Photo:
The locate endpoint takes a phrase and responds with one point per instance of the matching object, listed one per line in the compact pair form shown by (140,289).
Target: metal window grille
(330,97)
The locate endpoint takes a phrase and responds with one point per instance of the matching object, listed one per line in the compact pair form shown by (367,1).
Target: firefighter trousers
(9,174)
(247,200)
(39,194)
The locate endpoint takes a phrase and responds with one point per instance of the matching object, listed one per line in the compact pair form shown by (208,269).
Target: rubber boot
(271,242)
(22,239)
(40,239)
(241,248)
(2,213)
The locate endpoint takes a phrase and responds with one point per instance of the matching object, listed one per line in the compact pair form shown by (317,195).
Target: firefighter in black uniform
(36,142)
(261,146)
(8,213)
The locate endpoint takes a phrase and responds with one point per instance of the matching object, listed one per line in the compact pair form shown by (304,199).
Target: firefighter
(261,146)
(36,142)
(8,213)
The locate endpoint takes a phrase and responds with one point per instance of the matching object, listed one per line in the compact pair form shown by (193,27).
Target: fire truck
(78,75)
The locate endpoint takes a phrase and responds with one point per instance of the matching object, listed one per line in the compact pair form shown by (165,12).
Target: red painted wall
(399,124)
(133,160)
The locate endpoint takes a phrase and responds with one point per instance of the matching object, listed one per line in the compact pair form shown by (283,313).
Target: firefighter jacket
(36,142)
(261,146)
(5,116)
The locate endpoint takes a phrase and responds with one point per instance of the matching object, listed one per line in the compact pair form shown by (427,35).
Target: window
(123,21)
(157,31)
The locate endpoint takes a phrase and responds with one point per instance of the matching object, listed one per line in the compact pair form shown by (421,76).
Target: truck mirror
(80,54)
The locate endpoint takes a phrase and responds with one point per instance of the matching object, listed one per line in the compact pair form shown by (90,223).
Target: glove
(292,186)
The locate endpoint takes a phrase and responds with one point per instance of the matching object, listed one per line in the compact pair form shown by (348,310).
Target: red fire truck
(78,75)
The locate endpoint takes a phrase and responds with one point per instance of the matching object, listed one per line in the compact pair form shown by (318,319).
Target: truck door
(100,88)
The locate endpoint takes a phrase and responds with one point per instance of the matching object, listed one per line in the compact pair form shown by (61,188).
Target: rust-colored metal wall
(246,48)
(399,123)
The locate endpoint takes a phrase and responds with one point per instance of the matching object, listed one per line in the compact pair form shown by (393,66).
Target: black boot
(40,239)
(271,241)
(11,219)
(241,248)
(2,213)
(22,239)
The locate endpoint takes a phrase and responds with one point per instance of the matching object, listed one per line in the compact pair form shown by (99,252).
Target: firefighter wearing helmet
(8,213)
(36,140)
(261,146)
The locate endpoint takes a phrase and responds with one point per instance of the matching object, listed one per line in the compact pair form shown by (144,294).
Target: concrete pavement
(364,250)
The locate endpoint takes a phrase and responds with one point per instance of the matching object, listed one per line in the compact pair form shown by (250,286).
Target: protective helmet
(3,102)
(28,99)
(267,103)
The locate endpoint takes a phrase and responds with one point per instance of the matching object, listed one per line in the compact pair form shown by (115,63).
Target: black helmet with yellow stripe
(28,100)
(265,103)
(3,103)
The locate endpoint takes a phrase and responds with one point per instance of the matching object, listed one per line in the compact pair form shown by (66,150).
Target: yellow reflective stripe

----

## [How to complete this task]
Each line of the listing has to be reproduced exactly.

## [Exercise answer]
Photo:
The locate endpoint takes a phrase and responds with one point per instance of the matching object, listed one per line in the compact pair form shown by (140,289).
Target: metal window grille
(330,97)
The locate endpoint takes a phrase and responds with one point per instance of the matching object, listed one per line in the compact pair form shown by (367,1).
Target: firefighter trousers
(9,174)
(247,200)
(39,194)
The locate endpoint takes a phrase and responds with one point per instance of the matching object, listed one per line in the compact pair form shown by (208,269).
Target: rubber boot
(271,242)
(22,239)
(40,239)
(241,248)
(2,213)
The locate endpoint takes a phrase and responds with one point per instance of the matching object, listed one per line in the compact pair form shown by (317,195).
Target: firefighter in black uniform
(36,142)
(261,146)
(8,213)
The locate endpoint takes a phrase and responds with one point per instance of the matching object, listed one per line in the compact pair form shown by (304,199).
Target: firefighter
(261,146)
(36,142)
(8,213)
The locate endpoint takes a phrase and responds with one point per instance of the matching object, listed one per line in the compact pair form shown by (193,27).
Target: fire truck
(78,75)
The locate endpoint takes a phrase and responds with one point per instance of the matching object, listed one per line in the compact pair form shown by (165,12).
Target: red painted wall
(399,124)
(133,160)
The locate endpoint takes a phrase and responds with one point per instance of the matching object, listed one per line in the compact pair form shown by (283,313).
Target: firefighter jacket
(36,142)
(261,146)
(5,116)
The locate endpoint takes a phrase and responds with one point per instance of the matching object, listed one per line in the compact pair form shown by (427,35).
Target: window
(123,21)
(157,31)
The locate endpoint takes a phrase and responds with one point per instance of the matching object, listed one per line in the compact pair form shown by (421,76).
Target: truck mirror
(80,54)
The locate endpoint takes a phrase and responds with one point per instance of the matching object, listed one per line in the compact pair form shown by (90,223).
Target: glove
(292,186)
The locate endpoint takes a phrase and responds with one point per instance of the matching object, listed one per line in the compact pair form shown by (348,310).
Target: red fire truck
(78,75)
The locate endpoint takes a phrase and responds with one point per instance of the matching object, listed one per line in the compact pair form shown by (318,319).
Target: truck door
(100,88)
The locate endpoint takes a phrase and responds with one point per instance of the matching object, listed one per line in the compact pair form shown by (61,188).
Target: rust-colored metal wall
(246,48)
(399,123)
The locate endpoint takes a phrase and responds with one point per instance of the matching object, listed one per line in the compact pair form shown by (393,66).
Target: black boot
(40,239)
(271,241)
(11,219)
(241,248)
(2,213)
(22,239)
The locate endpoint takes a phrase and responds with one point per instance of the matching object, listed one per line in the compact pair form shown by (99,252).
Target: firefighter wearing helmet
(8,213)
(36,140)
(261,146)
The locate endpoint takes a phrase and responds with one point per instance of the matching object, listed one per line in the compact pair form shown by (144,294).
Target: concrete pavement
(364,250)
The locate endpoint takes a phrase and responds with one point per instance of the matching object, listed one per line in the compact pair form shown by (250,286).
Target: protective helmet
(3,102)
(28,99)
(267,103)
The locate endpoint takes a phrase and responds with one point per instance of the matching object, listed one per line in the compact pair form shown by (115,63).
Target: black helmet with yellow stripe
(28,100)
(265,103)
(3,103)
The locate endpoint takes a phrase and responds with one point per instance of the matching object, listed one per line in the compact pair form shown by (66,150).
Target: yellow reflective stripe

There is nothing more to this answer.